* [Problem description]
Please give the listing again, changing "Reviewer note" to "Annotator note" everywhere it appears and leaving the rest unchanged.

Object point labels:
---

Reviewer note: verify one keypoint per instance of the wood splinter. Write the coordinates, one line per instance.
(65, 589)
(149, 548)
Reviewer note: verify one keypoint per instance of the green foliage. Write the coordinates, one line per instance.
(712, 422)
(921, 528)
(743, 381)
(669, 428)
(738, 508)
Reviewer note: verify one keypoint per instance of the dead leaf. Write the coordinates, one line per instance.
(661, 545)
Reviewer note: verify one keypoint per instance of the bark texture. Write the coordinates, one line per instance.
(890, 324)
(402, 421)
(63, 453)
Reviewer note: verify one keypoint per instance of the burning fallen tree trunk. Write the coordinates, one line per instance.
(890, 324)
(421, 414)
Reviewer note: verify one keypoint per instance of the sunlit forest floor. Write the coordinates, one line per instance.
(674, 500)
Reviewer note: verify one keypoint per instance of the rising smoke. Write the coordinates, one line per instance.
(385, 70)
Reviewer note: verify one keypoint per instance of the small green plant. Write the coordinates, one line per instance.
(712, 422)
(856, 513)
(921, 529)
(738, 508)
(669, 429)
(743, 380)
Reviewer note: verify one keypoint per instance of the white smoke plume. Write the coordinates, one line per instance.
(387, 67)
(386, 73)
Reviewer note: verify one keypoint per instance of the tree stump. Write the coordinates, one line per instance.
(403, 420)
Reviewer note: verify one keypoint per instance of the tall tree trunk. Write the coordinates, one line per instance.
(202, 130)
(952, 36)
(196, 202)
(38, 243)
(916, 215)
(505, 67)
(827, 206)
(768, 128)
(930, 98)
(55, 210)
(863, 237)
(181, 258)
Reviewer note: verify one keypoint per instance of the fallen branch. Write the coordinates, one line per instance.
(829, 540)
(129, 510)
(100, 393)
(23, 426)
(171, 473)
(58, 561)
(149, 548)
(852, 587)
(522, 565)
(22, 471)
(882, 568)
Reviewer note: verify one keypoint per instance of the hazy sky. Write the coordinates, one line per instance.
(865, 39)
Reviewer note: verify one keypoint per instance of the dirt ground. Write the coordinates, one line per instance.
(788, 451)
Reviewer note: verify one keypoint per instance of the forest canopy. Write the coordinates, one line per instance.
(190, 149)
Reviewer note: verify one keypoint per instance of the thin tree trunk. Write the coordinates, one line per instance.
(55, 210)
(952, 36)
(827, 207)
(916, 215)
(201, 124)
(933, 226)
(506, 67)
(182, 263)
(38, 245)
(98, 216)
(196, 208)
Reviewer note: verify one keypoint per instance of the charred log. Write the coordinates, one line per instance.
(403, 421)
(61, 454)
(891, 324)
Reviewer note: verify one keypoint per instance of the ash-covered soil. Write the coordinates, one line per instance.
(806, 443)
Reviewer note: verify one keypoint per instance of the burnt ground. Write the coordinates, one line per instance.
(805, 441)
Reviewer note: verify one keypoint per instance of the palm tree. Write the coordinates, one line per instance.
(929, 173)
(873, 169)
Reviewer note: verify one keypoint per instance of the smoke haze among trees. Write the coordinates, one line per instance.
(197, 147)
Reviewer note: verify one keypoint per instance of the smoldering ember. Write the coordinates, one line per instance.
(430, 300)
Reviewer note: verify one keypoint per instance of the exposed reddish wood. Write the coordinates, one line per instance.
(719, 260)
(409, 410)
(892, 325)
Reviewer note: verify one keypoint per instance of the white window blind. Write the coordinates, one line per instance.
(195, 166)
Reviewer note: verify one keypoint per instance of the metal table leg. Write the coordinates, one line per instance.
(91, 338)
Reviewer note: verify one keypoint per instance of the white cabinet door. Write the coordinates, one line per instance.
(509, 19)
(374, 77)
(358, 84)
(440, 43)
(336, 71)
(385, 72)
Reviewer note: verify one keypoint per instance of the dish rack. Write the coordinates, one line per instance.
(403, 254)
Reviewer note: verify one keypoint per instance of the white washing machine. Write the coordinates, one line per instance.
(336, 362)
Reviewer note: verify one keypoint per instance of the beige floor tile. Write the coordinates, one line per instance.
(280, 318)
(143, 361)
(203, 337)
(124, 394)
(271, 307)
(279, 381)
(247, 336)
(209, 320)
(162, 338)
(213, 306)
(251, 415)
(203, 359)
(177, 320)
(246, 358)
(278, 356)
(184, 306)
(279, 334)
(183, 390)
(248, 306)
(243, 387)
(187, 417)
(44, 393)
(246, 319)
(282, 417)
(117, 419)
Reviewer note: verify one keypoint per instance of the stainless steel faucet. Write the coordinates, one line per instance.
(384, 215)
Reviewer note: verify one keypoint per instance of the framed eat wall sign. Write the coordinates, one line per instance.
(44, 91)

---

* [The reply]
Annotator note: verify one keypoint per instance of the wood splinter. Write the coordinates, one line per instance.
(65, 589)
(149, 548)
Annotator note: verify one keypoint per instance of the green foliage. Write the coordinates, one line per instance.
(712, 422)
(921, 528)
(743, 381)
(669, 428)
(738, 508)
Annotator note: verify one keypoint per instance of the dead leaf. Write the coordinates, one line per instance.
(661, 545)
Annotator note: verify one keypoint per instance of the bark texture. Write the coordinates, one line per instance.
(890, 324)
(402, 421)
(63, 453)
Annotator note: verify one keypoint per instance of the burning fallen tree trunk. Write the coordinates, one line per instance.
(890, 324)
(421, 414)
Annotator note: verify one keypoint per instance of the sunlit forest floor. Write the coordinates, one line per instance.
(674, 500)
Annotator note: verify one keypoint per instance of the rising smoke. Write the coordinates, one line per instance.
(385, 70)
Annotator note: verify one keypoint per instance of the small green plant. Write the coordinates, one line per instance.
(712, 422)
(856, 513)
(921, 529)
(738, 508)
(669, 429)
(743, 380)
Annotator note: verify one keypoint per instance of the white smoke plume. Write the coordinates, one line per instance.
(387, 67)
(386, 73)
Annotator note: verify one keypoint per instance of the tree stump. Write the coordinates, one line per instance.
(403, 420)
Annotator note: verify one keypoint per instance of the tall tree trunk. Write the coordinates, one line per instance.
(202, 130)
(952, 36)
(196, 202)
(38, 243)
(916, 215)
(505, 67)
(827, 206)
(768, 128)
(930, 98)
(55, 210)
(863, 237)
(181, 258)
Annotator note: verify one keypoint per instance of the fallen branch. Write the coordinates, one line per instance.
(829, 540)
(129, 510)
(100, 393)
(23, 426)
(171, 473)
(58, 561)
(149, 548)
(852, 587)
(522, 565)
(22, 471)
(882, 568)
Annotator note: verify one keypoint per instance of the hazy sky. Write the coordinates, one line per instance.
(865, 39)
Annotator note: verify one keypoint per instance of the dirt ground. Write the coordinates, one line per instance.
(788, 451)
Annotator note: verify one keypoint per instance of the forest canopy. Write the coordinates, one line per instance.
(190, 149)
Annotator note: verify one keypoint per instance of the thin tree trunk. Write the coordinates, one line per instance.
(55, 210)
(952, 36)
(827, 207)
(916, 215)
(201, 124)
(933, 226)
(506, 67)
(182, 263)
(38, 245)
(98, 216)
(196, 208)
Annotator note: verify one keypoint per instance of the charred log. Write the coordinates, one line per instance.
(403, 421)
(61, 454)
(891, 324)
Annotator note: verify one keypoint per instance of the ash-covered soil. Write the coordinates, one line per instance.
(806, 443)
Annotator note: verify one keypoint per instance of the burnt ground. Write the coordinates, one line per instance.
(805, 441)
Annotator note: verify one keypoint per instance of the palm tree. Write the coordinates, one line per instance.
(929, 173)
(873, 169)
Annotator note: verify one keypoint per instance of the smoke haze among trees. Write the coordinates, one line per instance.
(197, 147)
Annotator note: verify one keypoint per instance of the smoldering ember. Write the coordinates, one line per instance.
(430, 300)
Annotator note: verify one keypoint per instance of the exposed reddish wood. Write the coordinates, one line per instance.
(719, 260)
(409, 410)
(892, 325)
Annotator note: verify one keypoint per instance of the white window blind. Write the coordinates, one line per instance.
(195, 166)
Annotator note: verify one keypoint per instance of the metal table leg. Write the coordinates, one line per instance.
(91, 338)
Annotator note: verify one keypoint per instance of the white cabinet door. Write the coordinates, one line per instance.
(509, 19)
(374, 77)
(358, 84)
(440, 43)
(336, 71)
(385, 72)
Annotator note: verify one keypoint per instance of the dish rack. Write the coordinates, one line per instance.
(403, 254)
Annotator note: verify one keypoint per instance of the white washing machine. Write the coordinates, one line per instance.
(336, 362)
Annotator note: verify one keypoint per instance of the beige floor tile. Write the coordinates, one line per instance.
(280, 318)
(143, 361)
(203, 337)
(124, 394)
(271, 307)
(279, 381)
(247, 336)
(209, 320)
(162, 338)
(213, 306)
(251, 415)
(203, 359)
(177, 320)
(246, 358)
(278, 356)
(184, 306)
(279, 334)
(183, 390)
(248, 306)
(243, 387)
(187, 417)
(44, 393)
(246, 319)
(282, 417)
(117, 419)
Annotator note: verify one keypoint per instance of the stainless steel faucet. Write the coordinates, one line per instance.
(384, 215)
Annotator note: verify one keypoint per instance of the framed eat wall sign. Write the coordinates, one line per instance.
(44, 91)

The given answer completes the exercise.